* start *

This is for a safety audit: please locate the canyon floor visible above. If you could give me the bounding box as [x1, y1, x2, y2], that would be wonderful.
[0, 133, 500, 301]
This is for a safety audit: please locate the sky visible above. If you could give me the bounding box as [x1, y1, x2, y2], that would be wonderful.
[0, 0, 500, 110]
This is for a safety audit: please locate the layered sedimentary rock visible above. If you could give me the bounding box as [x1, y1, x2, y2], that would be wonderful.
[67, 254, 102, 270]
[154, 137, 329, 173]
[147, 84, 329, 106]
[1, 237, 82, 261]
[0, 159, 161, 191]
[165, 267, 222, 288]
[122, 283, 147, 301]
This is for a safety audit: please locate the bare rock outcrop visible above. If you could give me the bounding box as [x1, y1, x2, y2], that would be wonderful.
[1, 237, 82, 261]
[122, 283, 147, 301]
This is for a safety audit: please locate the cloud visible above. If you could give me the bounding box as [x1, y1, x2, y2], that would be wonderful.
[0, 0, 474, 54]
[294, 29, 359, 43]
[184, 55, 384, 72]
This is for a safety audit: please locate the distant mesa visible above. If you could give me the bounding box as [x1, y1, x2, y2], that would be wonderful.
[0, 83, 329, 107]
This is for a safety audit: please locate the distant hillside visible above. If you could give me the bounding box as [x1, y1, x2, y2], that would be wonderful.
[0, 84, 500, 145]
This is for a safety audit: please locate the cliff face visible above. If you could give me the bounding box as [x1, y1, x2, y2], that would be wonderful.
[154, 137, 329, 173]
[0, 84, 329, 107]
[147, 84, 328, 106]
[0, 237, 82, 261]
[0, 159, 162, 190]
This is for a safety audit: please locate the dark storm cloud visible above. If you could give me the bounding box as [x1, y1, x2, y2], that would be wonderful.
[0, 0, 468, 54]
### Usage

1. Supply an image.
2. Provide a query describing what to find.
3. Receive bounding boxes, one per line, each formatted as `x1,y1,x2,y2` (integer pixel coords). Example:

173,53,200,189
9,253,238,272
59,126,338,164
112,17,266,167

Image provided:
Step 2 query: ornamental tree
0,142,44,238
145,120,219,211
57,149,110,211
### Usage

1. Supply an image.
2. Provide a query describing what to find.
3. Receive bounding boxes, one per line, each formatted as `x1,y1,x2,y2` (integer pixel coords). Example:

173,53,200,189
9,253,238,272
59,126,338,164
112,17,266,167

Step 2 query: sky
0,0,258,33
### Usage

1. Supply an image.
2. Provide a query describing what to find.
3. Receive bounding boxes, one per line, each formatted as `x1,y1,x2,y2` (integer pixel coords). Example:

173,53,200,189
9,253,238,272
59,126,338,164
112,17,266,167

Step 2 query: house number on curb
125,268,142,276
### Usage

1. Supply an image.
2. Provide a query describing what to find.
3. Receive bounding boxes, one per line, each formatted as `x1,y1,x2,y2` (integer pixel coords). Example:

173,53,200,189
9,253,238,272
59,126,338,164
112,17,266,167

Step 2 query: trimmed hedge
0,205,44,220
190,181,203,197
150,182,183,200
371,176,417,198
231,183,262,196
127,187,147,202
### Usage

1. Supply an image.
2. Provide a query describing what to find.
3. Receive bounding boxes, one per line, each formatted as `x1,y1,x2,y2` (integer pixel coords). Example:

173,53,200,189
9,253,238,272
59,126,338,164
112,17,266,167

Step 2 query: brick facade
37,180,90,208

* end *

• **Directive**: Convert the lines of the items above into a numbered list, starting at the line that contains "This is for a safety audit: please locate the distant mesa" and ending at the line that contains "125,268,142,276", both included. Leave out blank lines.

• **Solution for this problem**:
1. This is for a safety audit: please locate the distant mesa visible above. If you could give me the bounding box as [x1, y1, x2, y2], that would be wonderful.
2. [0, 83, 329, 107]
3. This is for a safety audit: please locate the distant hillside visible above. If you could give me the bounding box as [x1, y1, x2, y2], that would be wonderful.
4. [0, 84, 500, 145]
5. This is for a safety audit: please locate the cliff face visible above. If you could give me the bounding box as [x1, y1, x2, y2], that would be wonderful.
6. [154, 137, 329, 173]
7. [0, 84, 329, 107]
8. [147, 84, 328, 106]
9. [0, 237, 82, 261]
10. [0, 159, 162, 190]
11. This is for a safety audit: please locate the dark storm cloud visible above. If you could give me the bounding box as [x1, y1, x2, y2], that would be wonderful.
12. [0, 0, 468, 54]
13. ### Usage
14. 1. Supply an image.
15. 2. Provide a query describing what to find.
16. 3. Receive bounding boxes, one per line, each formatted as `x1,y1,x2,y2` (integer pixel coords). Example:
17. 173,53,200,189
18. 9,253,238,272
19. 59,126,338,164
20. 112,17,266,167
21. Image provided:
22. Step 2 query: ornamental tree
23. 0,142,44,238
24. 145,120,219,211
25. 57,149,110,211
26. ### Usage
27. 1. Supply an image.
28. 2. Provide a query describing what to find.
29. 3. Receive bounding boxes, one per line, each formatted as `x1,y1,x2,y2` (integer pixel coords). Example:
30. 173,53,200,189
31. 9,253,238,272
32. 59,126,338,164
33. 112,17,266,167
34. Step 2 query: sky
35. 0,0,258,33
36. ### Usage
37. 1. Supply an image.
38. 2. Provide a query describing what to find.
39. 3. Receive bounding boxes, one per line, each formatted as `x1,y1,x2,y2` (integer pixel coords). Example:
40. 173,53,200,189
41. 9,253,238,272
42. 59,126,338,164
43. 112,17,266,167
44. Step 2 query: house number on curb
45. 125,268,142,276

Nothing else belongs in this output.